**PASSAGE GIVEN**.
* begin *

The entire route of LA 13 north of Crowley is part of the Zydeco Cajun Prairie Byway in the state's system of tourist routes known as the Louisiana Scenic Byways.

==History==
===Pre-1955 route numbering===
In the original Louisiana Highway system in use between 1921 and 1955, the entire route of LA 13 was part of former State Route 26. Route 26 was designated by an act of the state legislature in 1921. The route continued north from Turkey Creek to State Route 1 (now US 71) near Lecompte. This section of Route 26 became co-signed with US 167 when the U.S. Numbered Highway System was implemented in 1926. By 1928, Route 26 had been extended south along the modern LA 35 corridor from Kaplan to Forked Island at the Gulf Intracoastal Waterway.

* end *

**RECORDS SHOWN**.
* begin *

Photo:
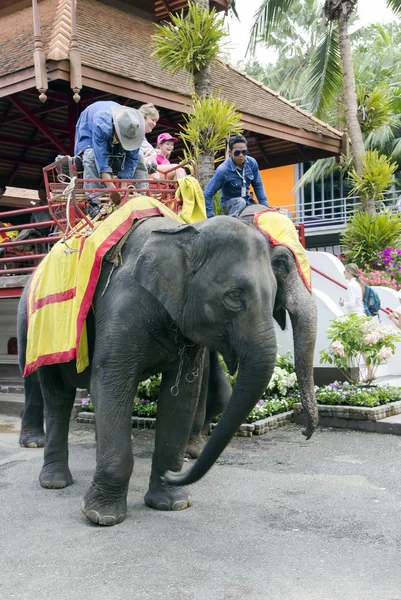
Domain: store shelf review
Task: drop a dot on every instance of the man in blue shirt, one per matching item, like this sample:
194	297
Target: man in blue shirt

* end *

**SHORT TASK 1**. According to the passage on LA 13, in what year did the state legislature designate Route 26?
**SHORT TASK 2**. Please filter the entries and copy each line containing the word "shirt".

**FULL OUTPUT 1**. 1921

**FULL OUTPUT 2**.
Task: drop a dot on every instance of the man in blue shirt, one per matching item, like this sample:
Target: man in blue shirt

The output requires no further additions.